§ **Description of the task**:
Every record must be written out once more, with nothing added or omitted.

-- start Stored data --

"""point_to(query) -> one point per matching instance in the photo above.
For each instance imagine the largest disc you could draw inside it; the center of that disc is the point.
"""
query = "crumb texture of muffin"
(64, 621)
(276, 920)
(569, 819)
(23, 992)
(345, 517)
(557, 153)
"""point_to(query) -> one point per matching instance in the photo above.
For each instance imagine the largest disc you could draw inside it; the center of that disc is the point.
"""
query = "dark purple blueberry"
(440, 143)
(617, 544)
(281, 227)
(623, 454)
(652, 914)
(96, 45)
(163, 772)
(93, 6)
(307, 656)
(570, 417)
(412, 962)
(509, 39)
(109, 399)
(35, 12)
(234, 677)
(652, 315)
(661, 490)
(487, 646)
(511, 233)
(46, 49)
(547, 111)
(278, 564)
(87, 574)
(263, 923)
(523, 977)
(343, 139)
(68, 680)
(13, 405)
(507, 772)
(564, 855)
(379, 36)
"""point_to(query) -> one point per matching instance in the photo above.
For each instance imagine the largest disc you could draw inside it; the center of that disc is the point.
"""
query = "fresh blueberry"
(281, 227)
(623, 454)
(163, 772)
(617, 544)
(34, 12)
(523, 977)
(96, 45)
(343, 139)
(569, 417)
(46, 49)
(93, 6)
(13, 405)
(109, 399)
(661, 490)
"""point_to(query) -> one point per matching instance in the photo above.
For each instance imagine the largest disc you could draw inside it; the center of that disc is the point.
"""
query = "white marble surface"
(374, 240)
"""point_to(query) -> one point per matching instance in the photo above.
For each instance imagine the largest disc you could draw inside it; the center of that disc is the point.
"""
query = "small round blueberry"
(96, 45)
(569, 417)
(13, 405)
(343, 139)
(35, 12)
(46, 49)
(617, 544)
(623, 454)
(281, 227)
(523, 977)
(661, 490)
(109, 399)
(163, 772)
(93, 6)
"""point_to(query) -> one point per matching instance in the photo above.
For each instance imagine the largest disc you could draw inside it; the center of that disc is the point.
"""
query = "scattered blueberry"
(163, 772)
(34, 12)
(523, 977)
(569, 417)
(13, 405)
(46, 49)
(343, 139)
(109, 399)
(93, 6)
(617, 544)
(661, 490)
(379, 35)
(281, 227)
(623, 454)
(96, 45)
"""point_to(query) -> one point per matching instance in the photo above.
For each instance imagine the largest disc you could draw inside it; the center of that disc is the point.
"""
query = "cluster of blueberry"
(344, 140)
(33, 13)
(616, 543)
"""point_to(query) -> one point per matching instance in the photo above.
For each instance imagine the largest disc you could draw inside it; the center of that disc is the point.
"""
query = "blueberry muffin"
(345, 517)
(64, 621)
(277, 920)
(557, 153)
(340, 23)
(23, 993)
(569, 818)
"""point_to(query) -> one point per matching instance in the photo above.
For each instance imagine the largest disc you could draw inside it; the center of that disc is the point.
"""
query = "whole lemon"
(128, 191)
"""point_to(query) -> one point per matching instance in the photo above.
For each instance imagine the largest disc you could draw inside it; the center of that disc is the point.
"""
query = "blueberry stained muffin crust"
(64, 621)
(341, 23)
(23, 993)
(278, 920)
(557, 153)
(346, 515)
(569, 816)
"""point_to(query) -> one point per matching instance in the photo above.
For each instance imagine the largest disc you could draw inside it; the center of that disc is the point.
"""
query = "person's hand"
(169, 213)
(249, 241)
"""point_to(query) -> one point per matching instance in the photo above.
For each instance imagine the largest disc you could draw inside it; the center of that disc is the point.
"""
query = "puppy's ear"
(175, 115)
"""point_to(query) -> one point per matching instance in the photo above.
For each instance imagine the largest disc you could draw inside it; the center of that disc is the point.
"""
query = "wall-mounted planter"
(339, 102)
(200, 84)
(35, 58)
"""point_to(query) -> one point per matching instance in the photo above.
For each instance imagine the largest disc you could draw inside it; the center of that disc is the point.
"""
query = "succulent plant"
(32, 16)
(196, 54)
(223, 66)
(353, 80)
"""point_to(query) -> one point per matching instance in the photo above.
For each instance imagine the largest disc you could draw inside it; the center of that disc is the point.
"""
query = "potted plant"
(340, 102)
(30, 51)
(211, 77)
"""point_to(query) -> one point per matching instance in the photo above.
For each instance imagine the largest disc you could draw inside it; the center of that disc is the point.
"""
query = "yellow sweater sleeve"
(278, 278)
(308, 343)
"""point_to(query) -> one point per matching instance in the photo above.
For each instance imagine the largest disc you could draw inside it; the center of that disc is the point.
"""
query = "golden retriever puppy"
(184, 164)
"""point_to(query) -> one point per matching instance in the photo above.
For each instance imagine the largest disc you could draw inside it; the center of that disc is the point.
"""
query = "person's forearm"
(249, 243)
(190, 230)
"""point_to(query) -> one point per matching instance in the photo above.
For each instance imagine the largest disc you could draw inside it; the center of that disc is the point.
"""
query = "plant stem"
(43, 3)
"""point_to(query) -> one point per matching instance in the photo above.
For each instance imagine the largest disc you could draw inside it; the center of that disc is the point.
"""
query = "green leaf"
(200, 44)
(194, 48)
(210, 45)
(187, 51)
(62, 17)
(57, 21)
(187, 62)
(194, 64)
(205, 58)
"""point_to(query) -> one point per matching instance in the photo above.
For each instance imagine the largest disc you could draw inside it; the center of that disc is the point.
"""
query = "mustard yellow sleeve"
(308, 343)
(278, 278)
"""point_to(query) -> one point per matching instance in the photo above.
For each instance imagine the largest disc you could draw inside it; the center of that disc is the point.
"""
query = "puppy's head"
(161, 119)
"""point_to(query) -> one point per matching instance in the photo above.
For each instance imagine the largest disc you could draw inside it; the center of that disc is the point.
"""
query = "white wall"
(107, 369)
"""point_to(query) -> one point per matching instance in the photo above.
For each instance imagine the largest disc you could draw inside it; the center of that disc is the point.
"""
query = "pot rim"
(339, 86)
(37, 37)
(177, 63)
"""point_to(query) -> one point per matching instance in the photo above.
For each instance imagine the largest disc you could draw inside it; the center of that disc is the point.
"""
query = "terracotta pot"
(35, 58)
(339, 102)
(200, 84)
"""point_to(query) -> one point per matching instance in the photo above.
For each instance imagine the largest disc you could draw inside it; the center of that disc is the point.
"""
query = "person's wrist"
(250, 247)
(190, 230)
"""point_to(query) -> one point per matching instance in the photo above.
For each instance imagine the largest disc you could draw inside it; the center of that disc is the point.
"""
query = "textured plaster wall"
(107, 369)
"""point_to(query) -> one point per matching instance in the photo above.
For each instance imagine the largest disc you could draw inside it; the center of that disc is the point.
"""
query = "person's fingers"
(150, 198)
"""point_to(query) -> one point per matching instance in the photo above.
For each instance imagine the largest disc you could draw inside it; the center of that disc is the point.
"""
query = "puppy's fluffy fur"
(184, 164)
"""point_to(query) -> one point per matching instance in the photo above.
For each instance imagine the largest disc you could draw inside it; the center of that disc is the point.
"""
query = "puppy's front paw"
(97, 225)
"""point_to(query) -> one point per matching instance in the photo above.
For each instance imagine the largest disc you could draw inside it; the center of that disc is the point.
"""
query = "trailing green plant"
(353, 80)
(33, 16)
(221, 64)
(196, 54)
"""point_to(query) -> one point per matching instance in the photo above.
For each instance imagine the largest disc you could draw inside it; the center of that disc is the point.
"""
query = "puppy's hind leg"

-- end Stored data --

§ **Finished task**:
"""point_to(query) -> one point per matching instance in the photo above.
For each instance imagine the largest disc you could draw inside it; the center of that disc is the point.
"""
query = "crumb texture of muffin"
(64, 621)
(276, 920)
(569, 819)
(23, 992)
(345, 517)
(557, 153)
"""point_to(query) -> one point per matching instance in the photo above.
For each instance imagine the largest disc you could draw inside it; the center of that disc is the point.
"""
query = "dark purple blueberry"
(440, 143)
(617, 544)
(281, 227)
(623, 454)
(652, 914)
(96, 45)
(163, 772)
(93, 6)
(307, 656)
(570, 417)
(412, 962)
(509, 39)
(109, 399)
(35, 12)
(234, 677)
(652, 315)
(661, 490)
(487, 646)
(511, 233)
(46, 49)
(547, 111)
(278, 564)
(87, 574)
(263, 923)
(523, 977)
(343, 139)
(68, 680)
(13, 405)
(507, 772)
(564, 855)
(379, 36)
"""point_to(query) -> one point per matching instance in the photo above.
For each instance imagine the largest disc you could draw inside it; the center of that disc is the point.
"""
query = "fresh blueberry"
(281, 227)
(623, 454)
(163, 772)
(617, 544)
(34, 12)
(523, 977)
(96, 45)
(343, 139)
(569, 417)
(46, 49)
(93, 6)
(13, 405)
(109, 399)
(661, 490)
"""point_to(query) -> one point per matching instance in the photo above.
For each instance imagine the largest disc you could draw inside it; the center of that disc is the point.
"""
query = "white marble surface"
(374, 240)
"""point_to(query) -> one point per matching instance in the photo above.
For each instance imagine the largest disc you could draw inside it; the center of that disc is the point.
"""
query = "small round blueberry"
(96, 45)
(569, 417)
(13, 405)
(343, 139)
(35, 12)
(46, 49)
(617, 544)
(623, 454)
(281, 227)
(523, 977)
(661, 490)
(109, 399)
(163, 772)
(93, 6)
"""point_to(query) -> one point per matching instance in the photo above.
For each instance imagine the largest disc you could draw inside it; the center of that disc is the point.
"""
query = "scattered blueberry"
(163, 772)
(34, 12)
(523, 977)
(569, 417)
(13, 405)
(46, 49)
(343, 139)
(109, 399)
(93, 6)
(617, 544)
(661, 490)
(379, 35)
(281, 227)
(623, 454)
(96, 45)
"""point_to(query) -> one point per matching instance in the photo above.
For each instance imagine the largest disc you could draw inside it; the center of that disc is the point.
"""
query = "cluster of blueberry"
(344, 140)
(33, 13)
(616, 543)
"""point_to(query) -> one point per matching instance in the photo above.
For each instance imagine the largest disc you could draw inside it; the center of that disc is the point.
"""
query = "blueberry muffin"
(345, 517)
(64, 621)
(277, 920)
(557, 153)
(340, 23)
(23, 993)
(569, 818)
"""point_to(query) -> one point per matching instance in the photo above.
For each instance imagine the largest disc you could draw inside it; the center of that disc is the point.
"""
query = "whole lemon"
(128, 191)
"""point_to(query) -> one point per matching instance in the photo above.
For each instance imagine the largest disc you could draw inside it; the center of that disc is the point.
"""
query = "blueberry stained muffin crust"
(64, 621)
(341, 23)
(23, 993)
(278, 920)
(557, 153)
(346, 515)
(569, 816)
"""point_to(query) -> one point per matching instance in the photo above.
For each instance imagine the largest disc you could draw inside it; the center of that disc is the point.
"""
query = "person's hand"
(169, 213)
(249, 241)
"""point_to(query) -> one point per matching instance in the photo above.
For each instance imagine the largest disc you could draw inside it; the center of that disc is the point.
"""
query = "puppy's ear"
(175, 115)
"""point_to(query) -> one point per matching instance in the photo above.
For each instance imagine the largest disc you could draw inside it; the center of that disc is the point.
"""
query = "wall-mounted planter"
(339, 102)
(200, 84)
(35, 58)
"""point_to(query) -> one point per matching instance in the photo above.
For each instance imagine the largest disc you could draw inside it; the center of that disc is the point.
"""
query = "succulent plant"
(32, 16)
(196, 54)
(223, 66)
(353, 80)
"""point_to(query) -> one point per matching instance in the photo above.
For each instance imagine the largest disc you could draw inside it; the center of that disc is the point.
"""
query = "potted plant"
(340, 102)
(30, 51)
(211, 77)
"""point_to(query) -> one point per matching instance in the photo above.
For each instance imagine the largest disc you could draw inside it; the center of that disc is the point.
"""
query = "yellow sweater sleeve"
(278, 278)
(308, 343)
"""point_to(query) -> one point per matching instance in the photo above.
For each instance imagine the largest disc you could draw inside it; the center of that disc is the point.
"""
query = "golden retriever puppy"
(184, 164)
"""point_to(query) -> one point per matching instance in the photo above.
For each instance imagine the largest disc you could draw inside it; the center of that disc is the point.
"""
query = "person's forearm"
(249, 243)
(190, 230)
"""point_to(query) -> one point per matching instance in the photo above.
For each instance imagine the largest disc you could draw inside it; the center of that disc is the point.
"""
query = "plant stem"
(43, 3)
"""point_to(query) -> one point per matching instance in the photo above.
For each instance imagine the largest disc you could draw inside it; the center of that disc is the point.
"""
query = "green leaf"
(200, 44)
(194, 48)
(210, 45)
(187, 51)
(62, 17)
(57, 21)
(187, 62)
(194, 64)
(205, 58)
"""point_to(query) -> one point per matching instance in the photo above.
For each instance imagine the largest disc you could draw inside it; the center of that disc is the point.
"""
query = "mustard yellow sleeve"
(308, 343)
(278, 278)
"""point_to(query) -> one point per matching instance in the photo above.
For each instance imagine the largest disc you could draw inside it; the center of that disc is the point.
"""
query = "puppy's head"
(161, 119)
"""point_to(query) -> one point per matching instance in the photo above.
For each instance imagine the largest disc you could draw inside it; the center of that disc is the point.
"""
query = "white wall"
(107, 369)
"""point_to(query) -> one point per matching instance in the photo above.
For each instance imagine the largest disc you could draw inside it; the center of that disc is the point.
"""
query = "pot rim"
(339, 86)
(37, 37)
(177, 63)
"""point_to(query) -> one point per matching instance in the photo above.
For each instance imagine the largest disc you could draw inside it; the center of that disc is the point.
"""
query = "terracotta pot"
(35, 58)
(339, 102)
(200, 84)
"""point_to(query) -> one point per matching instance in the photo above.
For each instance imagine the largest disc you could draw inside it; the center of that disc is the point.
"""
query = "person's wrist"
(250, 247)
(190, 230)
"""point_to(query) -> one point per matching instance in the photo above.
For each instance imagine the largest disc you could draw inside it; the center of that disc is the point.
"""
query = "textured plaster wall"
(107, 369)
"""point_to(query) -> one point per matching instance in the photo above.
For each instance imagine the largest disc you could draw inside it; the center of that disc is the point.
"""
query = "person's fingers"
(150, 198)
"""point_to(query) -> one point per matching instance in the photo above.
For each instance imagine the largest disc you could draw inside it; the center of that disc is the point.
"""
query = "puppy's fluffy fur"
(184, 164)
"""point_to(query) -> one point per matching instance in the photo above.
For each instance imagine the largest disc you could draw inside it; the center of that disc is the point.
"""
query = "puppy's front paw"
(97, 225)
"""point_to(query) -> one point per matching instance in the photo above.
For each instance imagine the largest disc you could draw inside it; the center of that disc is the point.
"""
query = "trailing green plant"
(353, 80)
(33, 16)
(221, 64)
(196, 54)
"""point_to(query) -> one point per matching instance in the photo above.
For each instance imagine the largest disc you could draw inside it; the center of that disc is the point.
"""
query = "puppy's hind leg"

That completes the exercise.